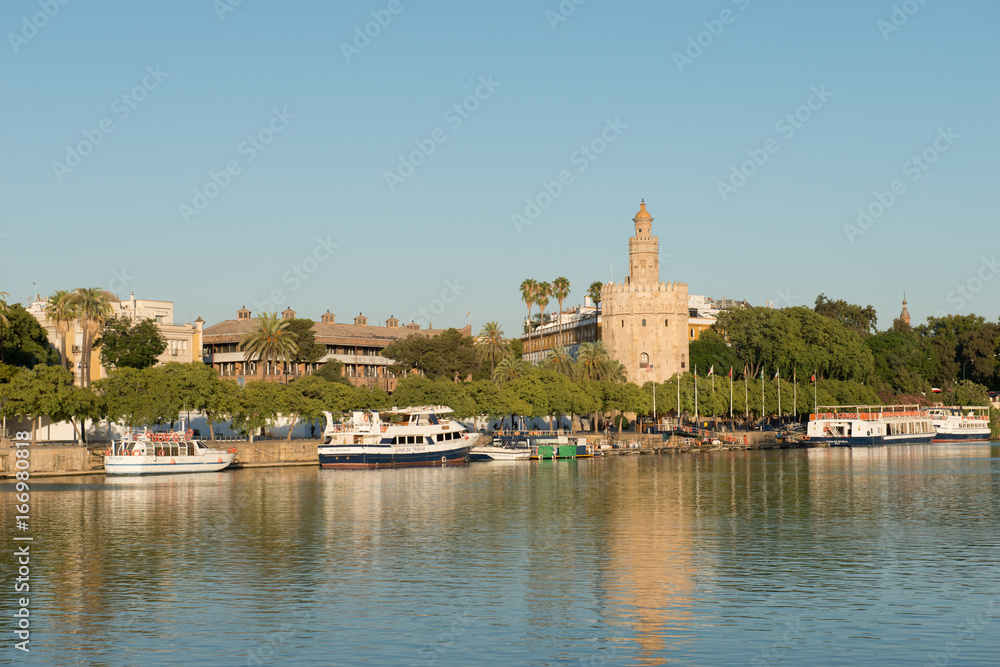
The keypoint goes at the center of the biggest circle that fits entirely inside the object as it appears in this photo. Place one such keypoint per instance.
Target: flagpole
(795, 402)
(746, 394)
(777, 375)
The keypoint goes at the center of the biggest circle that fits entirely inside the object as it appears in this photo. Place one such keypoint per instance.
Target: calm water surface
(884, 556)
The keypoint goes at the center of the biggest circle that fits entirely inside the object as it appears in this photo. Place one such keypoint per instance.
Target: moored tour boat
(961, 424)
(867, 425)
(364, 440)
(149, 453)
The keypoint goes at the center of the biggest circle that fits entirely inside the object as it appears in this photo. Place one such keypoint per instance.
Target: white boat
(149, 453)
(961, 424)
(865, 425)
(419, 438)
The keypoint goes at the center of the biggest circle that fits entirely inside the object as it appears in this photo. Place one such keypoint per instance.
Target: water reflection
(866, 554)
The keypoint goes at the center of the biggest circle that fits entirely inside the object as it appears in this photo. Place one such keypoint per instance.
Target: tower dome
(643, 214)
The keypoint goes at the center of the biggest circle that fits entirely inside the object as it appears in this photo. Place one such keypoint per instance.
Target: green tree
(307, 349)
(23, 341)
(710, 350)
(136, 397)
(135, 345)
(35, 392)
(510, 368)
(448, 355)
(258, 406)
(332, 371)
(594, 292)
(93, 309)
(543, 291)
(529, 288)
(560, 290)
(491, 345)
(195, 386)
(270, 341)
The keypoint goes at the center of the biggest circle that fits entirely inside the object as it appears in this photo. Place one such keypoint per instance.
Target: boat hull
(387, 456)
(910, 439)
(962, 437)
(859, 441)
(499, 454)
(166, 465)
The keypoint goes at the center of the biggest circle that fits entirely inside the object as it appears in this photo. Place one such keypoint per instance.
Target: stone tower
(644, 322)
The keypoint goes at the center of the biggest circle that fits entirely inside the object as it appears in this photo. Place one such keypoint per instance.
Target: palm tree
(61, 310)
(3, 319)
(528, 288)
(93, 309)
(4, 308)
(542, 293)
(593, 361)
(560, 290)
(594, 292)
(510, 368)
(270, 341)
(491, 344)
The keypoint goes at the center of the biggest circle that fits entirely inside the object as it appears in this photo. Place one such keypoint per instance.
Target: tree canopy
(127, 344)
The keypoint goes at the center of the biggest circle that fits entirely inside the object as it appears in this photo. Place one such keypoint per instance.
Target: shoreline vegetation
(829, 355)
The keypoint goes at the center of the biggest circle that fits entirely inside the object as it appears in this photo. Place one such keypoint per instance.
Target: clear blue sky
(115, 219)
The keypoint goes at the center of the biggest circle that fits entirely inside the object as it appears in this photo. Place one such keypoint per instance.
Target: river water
(882, 556)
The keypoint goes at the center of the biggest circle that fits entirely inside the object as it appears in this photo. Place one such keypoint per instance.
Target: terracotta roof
(231, 330)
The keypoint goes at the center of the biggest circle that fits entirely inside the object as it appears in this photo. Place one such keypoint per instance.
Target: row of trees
(156, 395)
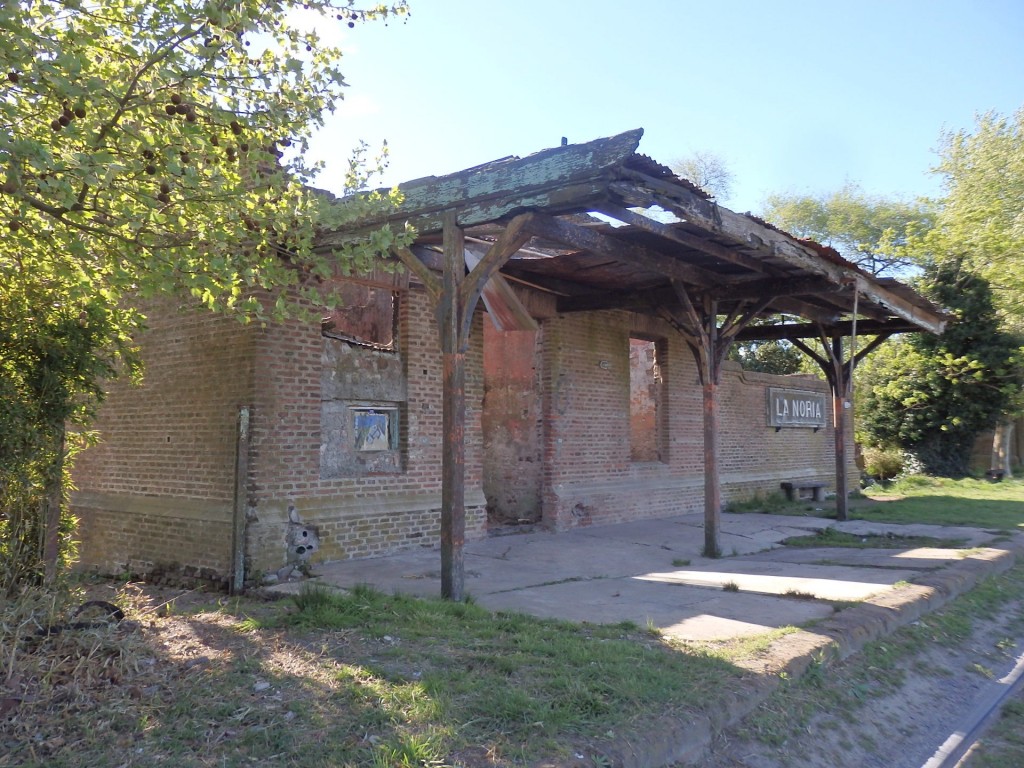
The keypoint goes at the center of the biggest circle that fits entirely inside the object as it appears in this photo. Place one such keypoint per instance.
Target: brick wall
(366, 513)
(159, 487)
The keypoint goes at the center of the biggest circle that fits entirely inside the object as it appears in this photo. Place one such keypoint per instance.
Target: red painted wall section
(511, 427)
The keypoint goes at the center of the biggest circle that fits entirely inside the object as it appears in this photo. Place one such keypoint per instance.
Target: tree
(707, 170)
(145, 148)
(932, 395)
(870, 231)
(982, 211)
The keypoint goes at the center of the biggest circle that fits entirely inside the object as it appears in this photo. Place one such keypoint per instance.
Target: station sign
(796, 408)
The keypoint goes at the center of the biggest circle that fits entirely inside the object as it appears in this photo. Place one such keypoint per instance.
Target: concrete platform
(651, 573)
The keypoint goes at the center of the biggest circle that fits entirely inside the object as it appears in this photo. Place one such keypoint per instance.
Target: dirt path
(891, 707)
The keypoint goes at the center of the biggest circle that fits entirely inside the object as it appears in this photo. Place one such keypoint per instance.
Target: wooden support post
(713, 484)
(53, 507)
(241, 505)
(454, 414)
(841, 389)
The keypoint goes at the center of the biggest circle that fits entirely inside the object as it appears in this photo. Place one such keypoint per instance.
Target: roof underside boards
(632, 259)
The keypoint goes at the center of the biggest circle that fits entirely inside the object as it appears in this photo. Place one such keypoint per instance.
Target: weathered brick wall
(159, 487)
(589, 476)
(367, 513)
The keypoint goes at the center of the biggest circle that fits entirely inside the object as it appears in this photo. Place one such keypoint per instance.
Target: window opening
(366, 315)
(375, 428)
(645, 400)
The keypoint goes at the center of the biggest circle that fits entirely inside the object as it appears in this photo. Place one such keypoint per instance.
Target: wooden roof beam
(642, 189)
(683, 238)
(607, 246)
(560, 179)
(813, 330)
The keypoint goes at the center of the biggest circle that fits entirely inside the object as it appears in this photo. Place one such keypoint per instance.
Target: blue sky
(795, 96)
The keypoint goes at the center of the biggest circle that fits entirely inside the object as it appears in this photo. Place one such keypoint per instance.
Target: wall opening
(646, 395)
(366, 315)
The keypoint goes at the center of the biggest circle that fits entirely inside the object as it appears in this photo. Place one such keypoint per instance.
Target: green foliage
(883, 462)
(932, 395)
(52, 358)
(156, 146)
(981, 217)
(870, 231)
(778, 357)
(707, 170)
(150, 148)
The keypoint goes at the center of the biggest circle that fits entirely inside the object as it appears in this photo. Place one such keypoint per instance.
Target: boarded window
(366, 314)
(645, 400)
(375, 428)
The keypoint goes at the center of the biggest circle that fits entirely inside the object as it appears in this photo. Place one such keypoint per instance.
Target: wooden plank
(778, 287)
(241, 502)
(604, 245)
(743, 229)
(421, 270)
(684, 239)
(506, 311)
(810, 331)
(53, 505)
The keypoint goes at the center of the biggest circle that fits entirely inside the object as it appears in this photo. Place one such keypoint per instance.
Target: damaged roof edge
(572, 178)
(510, 179)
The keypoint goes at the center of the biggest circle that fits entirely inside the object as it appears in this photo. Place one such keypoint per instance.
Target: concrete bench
(793, 488)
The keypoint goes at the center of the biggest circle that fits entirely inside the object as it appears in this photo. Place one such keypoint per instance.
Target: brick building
(579, 413)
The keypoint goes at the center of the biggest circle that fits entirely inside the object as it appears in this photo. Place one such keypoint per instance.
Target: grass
(844, 689)
(1003, 747)
(940, 501)
(944, 502)
(833, 538)
(342, 679)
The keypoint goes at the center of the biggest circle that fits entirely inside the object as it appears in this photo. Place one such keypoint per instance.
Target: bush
(883, 463)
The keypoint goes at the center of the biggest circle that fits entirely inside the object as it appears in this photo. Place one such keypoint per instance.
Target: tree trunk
(1003, 448)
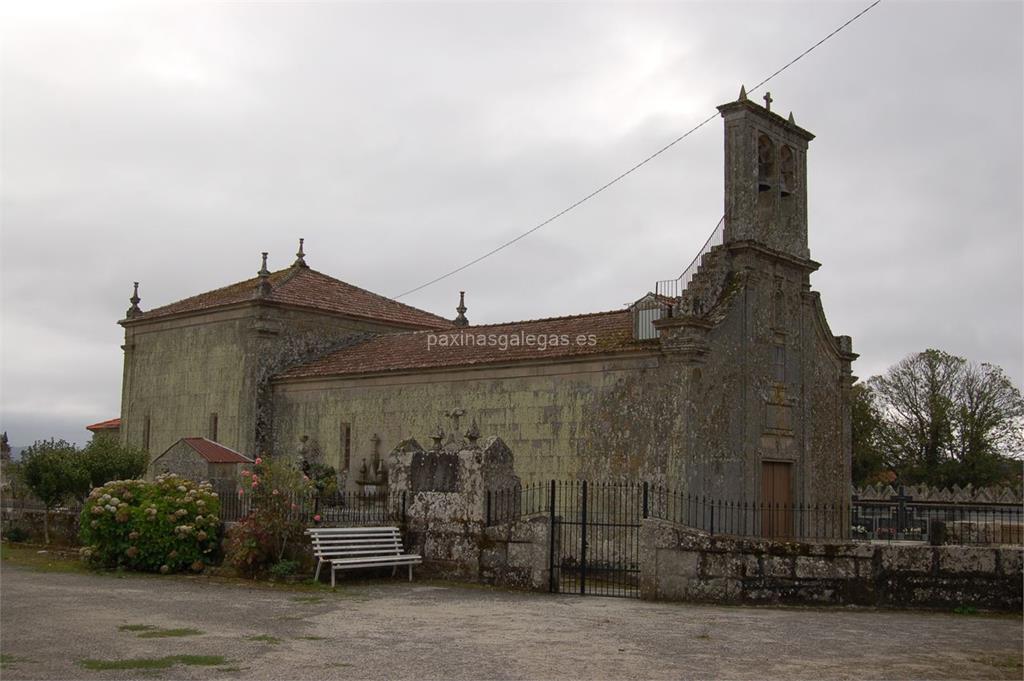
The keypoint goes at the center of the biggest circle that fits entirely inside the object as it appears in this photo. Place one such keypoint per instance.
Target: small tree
(107, 460)
(53, 470)
(278, 490)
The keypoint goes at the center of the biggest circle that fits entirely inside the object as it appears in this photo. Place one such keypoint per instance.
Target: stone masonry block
(677, 563)
(777, 566)
(960, 559)
(906, 558)
(1011, 561)
(814, 567)
(722, 564)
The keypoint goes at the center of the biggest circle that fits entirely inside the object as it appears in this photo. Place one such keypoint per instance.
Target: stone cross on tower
(454, 416)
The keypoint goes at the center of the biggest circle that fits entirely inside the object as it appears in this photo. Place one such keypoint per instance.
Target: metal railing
(897, 519)
(673, 288)
(341, 508)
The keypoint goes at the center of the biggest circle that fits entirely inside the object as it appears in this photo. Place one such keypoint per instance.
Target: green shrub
(16, 535)
(167, 525)
(284, 568)
(105, 459)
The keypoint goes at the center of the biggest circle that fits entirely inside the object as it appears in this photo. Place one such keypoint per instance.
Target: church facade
(725, 382)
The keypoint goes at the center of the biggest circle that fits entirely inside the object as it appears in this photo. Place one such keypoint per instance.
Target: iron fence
(898, 519)
(341, 508)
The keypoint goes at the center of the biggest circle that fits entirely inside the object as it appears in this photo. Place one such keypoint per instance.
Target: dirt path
(396, 630)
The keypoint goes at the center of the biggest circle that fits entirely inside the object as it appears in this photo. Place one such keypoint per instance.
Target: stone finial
(134, 310)
(300, 257)
(437, 436)
(263, 287)
(473, 433)
(461, 321)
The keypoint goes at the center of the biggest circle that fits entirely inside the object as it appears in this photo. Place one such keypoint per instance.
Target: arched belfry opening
(787, 170)
(766, 162)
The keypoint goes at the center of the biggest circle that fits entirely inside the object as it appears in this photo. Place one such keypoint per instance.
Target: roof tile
(215, 453)
(306, 288)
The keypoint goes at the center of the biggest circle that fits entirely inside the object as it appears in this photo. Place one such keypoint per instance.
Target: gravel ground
(394, 630)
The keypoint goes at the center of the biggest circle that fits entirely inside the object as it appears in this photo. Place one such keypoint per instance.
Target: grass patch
(265, 638)
(170, 633)
(1004, 662)
(152, 663)
(52, 560)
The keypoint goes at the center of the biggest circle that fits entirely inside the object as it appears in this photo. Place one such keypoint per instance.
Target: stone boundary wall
(679, 563)
(64, 524)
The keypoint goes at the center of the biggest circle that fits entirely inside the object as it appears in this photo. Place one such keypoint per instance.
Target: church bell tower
(765, 177)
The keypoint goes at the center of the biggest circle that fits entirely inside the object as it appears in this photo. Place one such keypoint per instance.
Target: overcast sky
(171, 142)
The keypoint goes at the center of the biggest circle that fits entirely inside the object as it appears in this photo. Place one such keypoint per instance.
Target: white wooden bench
(349, 548)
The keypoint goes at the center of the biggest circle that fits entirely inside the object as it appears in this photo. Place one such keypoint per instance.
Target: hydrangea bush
(168, 525)
(279, 491)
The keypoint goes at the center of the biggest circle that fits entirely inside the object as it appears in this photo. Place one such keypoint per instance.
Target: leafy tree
(107, 460)
(946, 421)
(53, 470)
(869, 463)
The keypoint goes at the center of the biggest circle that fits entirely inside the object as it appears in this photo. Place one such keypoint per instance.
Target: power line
(638, 165)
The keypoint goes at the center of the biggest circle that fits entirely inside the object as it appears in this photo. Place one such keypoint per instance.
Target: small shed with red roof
(201, 459)
(110, 428)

====================

Extract every line in the entries that contains the string "water". Matching is case-sensitive.

- RESPONSE TO THE EXERCISE
Target: calm water surface
Target: water reflection
Target: river water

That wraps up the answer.